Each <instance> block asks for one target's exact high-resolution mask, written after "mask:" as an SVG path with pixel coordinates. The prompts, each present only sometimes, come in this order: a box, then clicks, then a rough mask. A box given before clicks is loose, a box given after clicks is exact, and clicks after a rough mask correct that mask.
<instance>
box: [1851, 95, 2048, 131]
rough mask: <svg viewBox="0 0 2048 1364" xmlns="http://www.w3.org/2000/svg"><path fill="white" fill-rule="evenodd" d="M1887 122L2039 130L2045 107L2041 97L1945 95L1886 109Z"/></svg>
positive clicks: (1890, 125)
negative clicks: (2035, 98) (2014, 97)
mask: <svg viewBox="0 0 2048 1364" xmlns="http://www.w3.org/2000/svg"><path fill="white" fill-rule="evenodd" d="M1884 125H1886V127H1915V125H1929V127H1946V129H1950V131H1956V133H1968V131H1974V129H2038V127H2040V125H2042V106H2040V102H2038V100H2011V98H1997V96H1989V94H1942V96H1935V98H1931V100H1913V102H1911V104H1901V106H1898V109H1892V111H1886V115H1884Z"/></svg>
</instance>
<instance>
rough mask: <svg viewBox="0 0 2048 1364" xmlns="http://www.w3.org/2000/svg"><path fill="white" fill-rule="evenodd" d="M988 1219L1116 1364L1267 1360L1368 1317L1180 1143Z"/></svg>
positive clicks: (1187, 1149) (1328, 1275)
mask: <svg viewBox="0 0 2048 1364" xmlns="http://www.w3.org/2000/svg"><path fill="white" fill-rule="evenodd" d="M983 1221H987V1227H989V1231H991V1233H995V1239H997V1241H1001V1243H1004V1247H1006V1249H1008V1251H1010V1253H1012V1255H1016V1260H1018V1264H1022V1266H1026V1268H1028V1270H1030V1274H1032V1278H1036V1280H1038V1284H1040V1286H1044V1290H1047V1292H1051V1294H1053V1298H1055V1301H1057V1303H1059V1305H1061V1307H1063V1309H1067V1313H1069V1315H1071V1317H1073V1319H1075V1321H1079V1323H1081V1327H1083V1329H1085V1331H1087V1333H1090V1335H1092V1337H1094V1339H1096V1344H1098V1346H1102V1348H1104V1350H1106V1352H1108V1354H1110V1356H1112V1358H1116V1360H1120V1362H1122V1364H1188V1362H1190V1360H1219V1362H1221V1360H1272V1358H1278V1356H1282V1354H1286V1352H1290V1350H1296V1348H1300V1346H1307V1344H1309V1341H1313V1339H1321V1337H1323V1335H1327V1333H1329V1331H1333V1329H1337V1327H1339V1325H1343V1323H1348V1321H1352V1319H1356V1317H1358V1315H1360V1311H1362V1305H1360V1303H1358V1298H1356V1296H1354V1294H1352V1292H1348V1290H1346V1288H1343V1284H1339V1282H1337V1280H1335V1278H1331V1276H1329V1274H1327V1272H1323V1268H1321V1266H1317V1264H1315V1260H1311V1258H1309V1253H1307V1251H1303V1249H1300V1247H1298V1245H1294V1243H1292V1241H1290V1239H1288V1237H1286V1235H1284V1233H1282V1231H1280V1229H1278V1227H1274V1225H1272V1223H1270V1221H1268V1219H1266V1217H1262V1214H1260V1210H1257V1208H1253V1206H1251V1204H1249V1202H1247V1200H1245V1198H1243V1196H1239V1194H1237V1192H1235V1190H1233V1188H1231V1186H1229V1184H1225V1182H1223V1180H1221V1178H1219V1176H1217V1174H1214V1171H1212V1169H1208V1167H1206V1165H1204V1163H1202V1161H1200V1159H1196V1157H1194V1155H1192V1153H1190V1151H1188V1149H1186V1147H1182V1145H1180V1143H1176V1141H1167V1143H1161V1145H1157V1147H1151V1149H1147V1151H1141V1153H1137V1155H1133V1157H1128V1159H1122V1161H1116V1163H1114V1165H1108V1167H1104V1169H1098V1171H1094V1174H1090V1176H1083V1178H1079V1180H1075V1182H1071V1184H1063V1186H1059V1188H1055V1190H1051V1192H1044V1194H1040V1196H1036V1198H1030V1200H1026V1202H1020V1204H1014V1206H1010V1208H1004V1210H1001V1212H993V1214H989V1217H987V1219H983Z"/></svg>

Task details:
Retype every line of the material exactly as given.

Solution:
Each <instance> block asks for one target's exact high-resolution mask, written after "mask:" as an SVG path with pixel coordinates. The prompts, each present only sometimes, come in this order: a box, then clicks, then a rough mask. A box given before clicks is loose, a box given after clicks is exact, and clicks after a rough mask correct that mask.
<instance>
box: [1851, 95, 2048, 131]
rough mask: <svg viewBox="0 0 2048 1364" xmlns="http://www.w3.org/2000/svg"><path fill="white" fill-rule="evenodd" d="M1887 122L2039 130L2045 107L2041 97L1945 95L1886 109Z"/></svg>
positive clicks: (1890, 125)
negative clicks: (2035, 98) (2014, 97)
mask: <svg viewBox="0 0 2048 1364" xmlns="http://www.w3.org/2000/svg"><path fill="white" fill-rule="evenodd" d="M1884 125H1886V127H1915V125H1929V127H1946V129H1950V131H1956V133H1968V131H1974V129H2038V127H2040V125H2042V106H2040V102H2038V100H2011V98H1997V96H1989V94H1942V96H1935V98H1931V100H1913V102H1911V104H1901V106H1898V109H1892V111H1886V115H1884Z"/></svg>
</instance>
<instance>
rough mask: <svg viewBox="0 0 2048 1364" xmlns="http://www.w3.org/2000/svg"><path fill="white" fill-rule="evenodd" d="M988 1219L1116 1364L1267 1360L1368 1317L1180 1143Z"/></svg>
positive clicks: (1187, 1149) (1328, 1275)
mask: <svg viewBox="0 0 2048 1364" xmlns="http://www.w3.org/2000/svg"><path fill="white" fill-rule="evenodd" d="M983 1221H987V1227H989V1231H991V1233H995V1239H997V1241H1001V1243H1004V1247H1006V1249H1008V1251H1010V1253H1012V1255H1016V1260H1018V1264H1022V1266H1026V1268H1028V1270H1030V1274H1032V1278H1036V1280H1038V1284H1040V1286H1044V1290H1047V1292H1051V1294H1053V1298H1055V1301H1057V1303H1059V1305H1061V1307H1063V1309H1067V1313H1069V1315H1071V1317H1073V1319H1075V1321H1079V1323H1081V1327H1083V1329H1085V1331H1087V1333H1090V1335H1092V1337H1094V1339H1096V1344H1098V1346H1102V1348H1104V1350H1106V1352H1108V1354H1110V1356H1112V1358H1116V1360H1120V1362H1122V1364H1188V1362H1190V1360H1219V1362H1221V1360H1272V1358H1278V1356H1282V1354H1286V1352H1290V1350H1296V1348H1300V1346H1307V1344H1309V1341H1313V1339H1321V1337H1323V1335H1327V1333H1329V1331H1333V1329H1337V1327H1339V1325H1343V1323H1348V1321H1352V1319H1356V1317H1358V1315H1360V1311H1362V1305H1360V1303H1358V1298H1356V1296H1354V1294H1352V1292H1348V1290H1346V1288H1343V1284H1339V1282H1337V1280H1335V1278H1331V1276H1329V1274H1327V1272H1323V1268H1321V1266H1317V1264H1315V1260H1311V1258H1309V1253H1307V1251H1303V1249H1300V1247H1298V1245H1294V1243H1292V1241H1290V1239H1288V1237H1286V1235H1284V1233H1282V1231H1280V1229H1278V1227H1274V1225H1272V1223H1270V1221H1268V1219H1266V1217H1262V1214H1260V1210H1257V1208H1253V1206H1251V1204H1249V1202H1247V1200H1245V1198H1243V1196H1239V1194H1237V1192H1235V1190H1233V1188H1231V1186H1229V1184H1225V1182H1223V1180H1221V1178H1219V1176H1217V1174H1214V1171H1212V1169H1208V1167H1206V1165H1204V1163H1202V1161H1200V1159H1196V1157H1194V1155H1192V1153H1190V1151H1188V1149H1186V1147H1182V1145H1180V1143H1176V1141H1167V1143H1161V1145H1157V1147H1151V1149H1147V1151H1141V1153H1137V1155H1133V1157H1128V1159H1122V1161H1116V1163H1114V1165H1108V1167H1104V1169H1098V1171H1094V1174H1090V1176H1083V1178H1079V1180H1075V1182H1071V1184H1063V1186H1059V1188H1055V1190H1051V1192H1044V1194H1040V1196H1036V1198H1030V1200H1026V1202H1020V1204H1014V1206H1010V1208H1004V1210H1001V1212H993V1214H989V1217H987V1219H983Z"/></svg>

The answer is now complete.